======== Input rows
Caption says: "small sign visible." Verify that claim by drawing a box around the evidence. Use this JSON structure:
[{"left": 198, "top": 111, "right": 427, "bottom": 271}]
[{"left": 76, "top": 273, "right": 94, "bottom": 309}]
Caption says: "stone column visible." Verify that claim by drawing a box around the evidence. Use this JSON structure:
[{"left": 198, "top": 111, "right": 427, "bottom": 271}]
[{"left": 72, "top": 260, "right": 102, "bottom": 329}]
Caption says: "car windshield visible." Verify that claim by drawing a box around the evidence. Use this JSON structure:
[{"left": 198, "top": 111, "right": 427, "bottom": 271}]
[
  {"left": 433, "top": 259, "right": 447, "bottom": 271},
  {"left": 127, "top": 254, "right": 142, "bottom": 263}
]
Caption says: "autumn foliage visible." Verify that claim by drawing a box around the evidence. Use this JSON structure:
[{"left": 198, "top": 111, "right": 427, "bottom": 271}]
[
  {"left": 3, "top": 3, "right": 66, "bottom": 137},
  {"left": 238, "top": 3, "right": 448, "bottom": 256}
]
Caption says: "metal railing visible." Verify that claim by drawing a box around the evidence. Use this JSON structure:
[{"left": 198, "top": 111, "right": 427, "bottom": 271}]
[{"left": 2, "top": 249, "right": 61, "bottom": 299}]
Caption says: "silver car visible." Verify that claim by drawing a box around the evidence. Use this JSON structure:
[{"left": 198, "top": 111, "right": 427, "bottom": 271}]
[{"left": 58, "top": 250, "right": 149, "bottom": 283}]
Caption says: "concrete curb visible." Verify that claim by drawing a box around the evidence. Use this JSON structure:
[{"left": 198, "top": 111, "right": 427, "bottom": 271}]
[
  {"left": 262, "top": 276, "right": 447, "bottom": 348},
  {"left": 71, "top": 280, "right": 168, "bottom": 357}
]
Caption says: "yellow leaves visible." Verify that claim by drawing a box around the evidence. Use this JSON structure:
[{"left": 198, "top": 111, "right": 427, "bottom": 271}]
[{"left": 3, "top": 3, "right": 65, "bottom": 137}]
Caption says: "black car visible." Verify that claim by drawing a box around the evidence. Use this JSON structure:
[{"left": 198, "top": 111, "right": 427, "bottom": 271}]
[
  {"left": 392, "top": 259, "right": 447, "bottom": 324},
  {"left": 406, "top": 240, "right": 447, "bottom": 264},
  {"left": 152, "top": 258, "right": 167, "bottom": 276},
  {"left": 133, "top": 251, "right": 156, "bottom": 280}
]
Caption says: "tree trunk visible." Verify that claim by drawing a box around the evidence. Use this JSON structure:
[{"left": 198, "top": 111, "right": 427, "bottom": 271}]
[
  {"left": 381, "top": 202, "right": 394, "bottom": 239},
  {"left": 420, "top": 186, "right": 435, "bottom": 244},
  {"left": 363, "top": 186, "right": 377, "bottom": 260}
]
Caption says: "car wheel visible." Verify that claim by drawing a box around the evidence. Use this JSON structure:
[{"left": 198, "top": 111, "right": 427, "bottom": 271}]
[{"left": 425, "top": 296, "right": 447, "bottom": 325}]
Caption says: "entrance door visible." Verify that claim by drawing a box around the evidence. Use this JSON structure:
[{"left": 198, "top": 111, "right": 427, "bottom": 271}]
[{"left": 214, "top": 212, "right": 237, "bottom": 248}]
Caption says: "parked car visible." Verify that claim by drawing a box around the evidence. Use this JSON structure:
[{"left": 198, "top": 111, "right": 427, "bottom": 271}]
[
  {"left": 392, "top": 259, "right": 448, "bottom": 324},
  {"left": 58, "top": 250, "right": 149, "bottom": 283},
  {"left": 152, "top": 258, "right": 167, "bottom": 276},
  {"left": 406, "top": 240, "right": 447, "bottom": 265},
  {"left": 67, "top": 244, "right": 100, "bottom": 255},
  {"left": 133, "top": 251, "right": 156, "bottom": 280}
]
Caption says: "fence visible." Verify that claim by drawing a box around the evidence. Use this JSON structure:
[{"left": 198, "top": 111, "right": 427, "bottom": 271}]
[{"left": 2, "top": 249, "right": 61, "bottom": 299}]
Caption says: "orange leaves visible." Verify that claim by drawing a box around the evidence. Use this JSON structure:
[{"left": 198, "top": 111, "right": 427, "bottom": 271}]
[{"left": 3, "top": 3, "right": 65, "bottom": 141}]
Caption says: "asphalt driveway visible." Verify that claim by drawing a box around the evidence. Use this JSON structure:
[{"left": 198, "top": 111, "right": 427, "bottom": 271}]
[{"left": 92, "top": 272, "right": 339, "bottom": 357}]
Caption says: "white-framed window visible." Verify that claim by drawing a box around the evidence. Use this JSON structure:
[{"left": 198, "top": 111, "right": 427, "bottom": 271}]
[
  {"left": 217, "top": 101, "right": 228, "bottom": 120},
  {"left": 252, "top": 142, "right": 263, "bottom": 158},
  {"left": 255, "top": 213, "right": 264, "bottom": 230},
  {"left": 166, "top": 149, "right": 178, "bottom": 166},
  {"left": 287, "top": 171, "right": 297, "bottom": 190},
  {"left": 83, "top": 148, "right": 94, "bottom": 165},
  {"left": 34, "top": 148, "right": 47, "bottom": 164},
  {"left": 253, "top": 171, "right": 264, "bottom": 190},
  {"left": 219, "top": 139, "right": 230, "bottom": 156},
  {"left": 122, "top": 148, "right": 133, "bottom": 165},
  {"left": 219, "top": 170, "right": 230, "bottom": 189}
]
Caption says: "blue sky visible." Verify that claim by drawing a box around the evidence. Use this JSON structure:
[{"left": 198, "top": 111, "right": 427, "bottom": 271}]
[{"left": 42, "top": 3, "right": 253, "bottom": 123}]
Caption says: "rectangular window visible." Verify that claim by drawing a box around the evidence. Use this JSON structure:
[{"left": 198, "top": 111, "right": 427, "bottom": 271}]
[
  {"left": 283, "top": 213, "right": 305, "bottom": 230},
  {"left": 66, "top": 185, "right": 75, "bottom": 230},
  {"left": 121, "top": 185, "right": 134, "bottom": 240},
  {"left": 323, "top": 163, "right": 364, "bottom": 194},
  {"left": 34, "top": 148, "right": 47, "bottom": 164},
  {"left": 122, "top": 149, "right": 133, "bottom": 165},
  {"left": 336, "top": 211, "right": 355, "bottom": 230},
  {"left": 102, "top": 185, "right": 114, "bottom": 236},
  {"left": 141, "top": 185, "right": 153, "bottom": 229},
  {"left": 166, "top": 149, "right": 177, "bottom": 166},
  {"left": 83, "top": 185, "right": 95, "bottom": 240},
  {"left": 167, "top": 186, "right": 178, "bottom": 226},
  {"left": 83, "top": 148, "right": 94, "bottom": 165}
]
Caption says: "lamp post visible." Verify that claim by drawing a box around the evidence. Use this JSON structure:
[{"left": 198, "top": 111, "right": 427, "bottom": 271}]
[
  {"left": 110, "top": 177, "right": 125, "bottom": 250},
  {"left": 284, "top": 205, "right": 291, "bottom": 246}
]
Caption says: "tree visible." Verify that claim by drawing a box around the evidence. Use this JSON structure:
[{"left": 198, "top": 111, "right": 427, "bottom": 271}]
================
Restate the records, all of them, precisely as written.

### Result of this exercise
Caption says: "small sign visible." Verify that claim by drawing a box around the evidence. Use this JSON structure:
[{"left": 198, "top": 111, "right": 427, "bottom": 271}]
[{"left": 76, "top": 273, "right": 94, "bottom": 309}]
Caption says: "stone column visible." Verify that claim by drawing a box around the evidence. Use this JSON structure:
[{"left": 198, "top": 111, "right": 427, "bottom": 271}]
[{"left": 72, "top": 260, "right": 102, "bottom": 329}]
Caption says: "car windshield visible." Verify that claim by drawing a box around the evidence. Use this JSON structure:
[{"left": 198, "top": 111, "right": 427, "bottom": 271}]
[
  {"left": 433, "top": 259, "right": 447, "bottom": 271},
  {"left": 127, "top": 254, "right": 142, "bottom": 263}
]
Caption says: "autumn foliage visible." Verify that claim by drawing a box around the evidence. Use this JSON structure:
[{"left": 198, "top": 111, "right": 427, "bottom": 271}]
[
  {"left": 3, "top": 3, "right": 66, "bottom": 137},
  {"left": 238, "top": 3, "right": 448, "bottom": 256}
]
Caption says: "metal railing visible." Verify that claim by drawing a box around the evidence. Use this JSON structure:
[{"left": 198, "top": 111, "right": 427, "bottom": 271}]
[{"left": 2, "top": 249, "right": 61, "bottom": 299}]
Caption says: "silver car visible." Verify that claim by drawing a box around the evidence. Use this JSON structure:
[{"left": 198, "top": 111, "right": 427, "bottom": 271}]
[{"left": 58, "top": 250, "right": 149, "bottom": 283}]
Caption says: "concrete curb visible." Verify that claim by drawing a box around the evidence. Use this JSON structure:
[{"left": 198, "top": 111, "right": 427, "bottom": 271}]
[
  {"left": 262, "top": 276, "right": 447, "bottom": 348},
  {"left": 71, "top": 280, "right": 168, "bottom": 357}
]
Caption says: "yellow leaves visible." Verify that claim by drawing a box around the evidence. Use this JSON structure:
[{"left": 198, "top": 111, "right": 427, "bottom": 271}]
[{"left": 3, "top": 3, "right": 65, "bottom": 137}]
Caption says: "black car visible." Verify that claim by drawing a box around the evidence. Use this JSON structure:
[{"left": 198, "top": 111, "right": 427, "bottom": 271}]
[
  {"left": 392, "top": 259, "right": 447, "bottom": 324},
  {"left": 406, "top": 240, "right": 447, "bottom": 264},
  {"left": 152, "top": 258, "right": 167, "bottom": 276},
  {"left": 133, "top": 251, "right": 156, "bottom": 280}
]
Caption says: "tree trunk visible." Verify that claim by drawing a box around the evidence. Use this JSON structure:
[{"left": 198, "top": 111, "right": 427, "bottom": 271}]
[
  {"left": 381, "top": 202, "right": 394, "bottom": 239},
  {"left": 420, "top": 186, "right": 435, "bottom": 244},
  {"left": 363, "top": 186, "right": 377, "bottom": 260}
]
Caption says: "car wheel visible." Verify that claim by drawing a box around the evidence. Use this JSON structure:
[{"left": 198, "top": 111, "right": 427, "bottom": 271}]
[{"left": 425, "top": 296, "right": 447, "bottom": 325}]
Caption says: "entrance door visible." Verify that claim by drawing a box around the evidence. Use this JSON structure:
[{"left": 198, "top": 111, "right": 427, "bottom": 271}]
[{"left": 214, "top": 212, "right": 237, "bottom": 248}]
Caption says: "parked car visible." Verify that claim by drawing a box around the evidence. Use this JSON structure:
[{"left": 198, "top": 111, "right": 427, "bottom": 271}]
[
  {"left": 392, "top": 259, "right": 448, "bottom": 324},
  {"left": 58, "top": 250, "right": 149, "bottom": 283},
  {"left": 152, "top": 258, "right": 167, "bottom": 276},
  {"left": 406, "top": 240, "right": 447, "bottom": 265},
  {"left": 67, "top": 244, "right": 100, "bottom": 255},
  {"left": 133, "top": 251, "right": 156, "bottom": 280}
]
Caption says: "fence visible." Verify that claim by drawing a box around the evidence. Use this JSON structure:
[{"left": 198, "top": 111, "right": 427, "bottom": 271}]
[{"left": 2, "top": 249, "right": 61, "bottom": 299}]
Caption says: "orange leaves visible." Verify that claim by drawing a box around the evidence. Use this JSON structure:
[{"left": 198, "top": 111, "right": 427, "bottom": 271}]
[{"left": 3, "top": 3, "right": 65, "bottom": 141}]
Caption says: "asphalt driveway visible." Verify that claim by drawing a box around the evidence. Use this JSON structure:
[{"left": 198, "top": 111, "right": 427, "bottom": 271}]
[{"left": 92, "top": 272, "right": 339, "bottom": 357}]
Caption says: "white-framed window visible." Verify that claim by drawing a box around the evidence. Use this JSON structure:
[{"left": 198, "top": 111, "right": 427, "bottom": 271}]
[
  {"left": 217, "top": 101, "right": 228, "bottom": 120},
  {"left": 252, "top": 142, "right": 263, "bottom": 158},
  {"left": 255, "top": 213, "right": 264, "bottom": 230},
  {"left": 166, "top": 149, "right": 178, "bottom": 166},
  {"left": 287, "top": 171, "right": 297, "bottom": 190},
  {"left": 83, "top": 148, "right": 94, "bottom": 165},
  {"left": 34, "top": 148, "right": 47, "bottom": 164},
  {"left": 253, "top": 171, "right": 264, "bottom": 190},
  {"left": 219, "top": 139, "right": 230, "bottom": 156},
  {"left": 122, "top": 148, "right": 133, "bottom": 165},
  {"left": 219, "top": 170, "right": 230, "bottom": 189}
]
Caption says: "blue sky visible." Verify that claim by drawing a box around the evidence. Use this JSON structure:
[{"left": 198, "top": 111, "right": 427, "bottom": 271}]
[{"left": 42, "top": 3, "right": 253, "bottom": 123}]
Caption says: "rectangular window visible." Verify that claim by drawing a box around the evidence. Use this JSON structure:
[{"left": 198, "top": 111, "right": 427, "bottom": 271}]
[
  {"left": 283, "top": 213, "right": 305, "bottom": 230},
  {"left": 66, "top": 185, "right": 75, "bottom": 230},
  {"left": 121, "top": 185, "right": 134, "bottom": 240},
  {"left": 323, "top": 163, "right": 364, "bottom": 194},
  {"left": 34, "top": 148, "right": 47, "bottom": 164},
  {"left": 122, "top": 149, "right": 133, "bottom": 165},
  {"left": 336, "top": 211, "right": 355, "bottom": 230},
  {"left": 102, "top": 185, "right": 114, "bottom": 236},
  {"left": 141, "top": 185, "right": 153, "bottom": 229},
  {"left": 166, "top": 149, "right": 177, "bottom": 166},
  {"left": 83, "top": 185, "right": 95, "bottom": 240},
  {"left": 167, "top": 186, "right": 178, "bottom": 226},
  {"left": 83, "top": 148, "right": 94, "bottom": 165}
]
Caption says: "lamp post visible." Verify that claim by drawing a box around the evidence. Use this JSON structure:
[{"left": 198, "top": 111, "right": 427, "bottom": 271}]
[
  {"left": 110, "top": 177, "right": 125, "bottom": 250},
  {"left": 284, "top": 205, "right": 291, "bottom": 246}
]
Caption says: "tree visible." Verify that claim by drawing a box around the evidence. Use this JSON structure:
[{"left": 198, "top": 111, "right": 427, "bottom": 271}]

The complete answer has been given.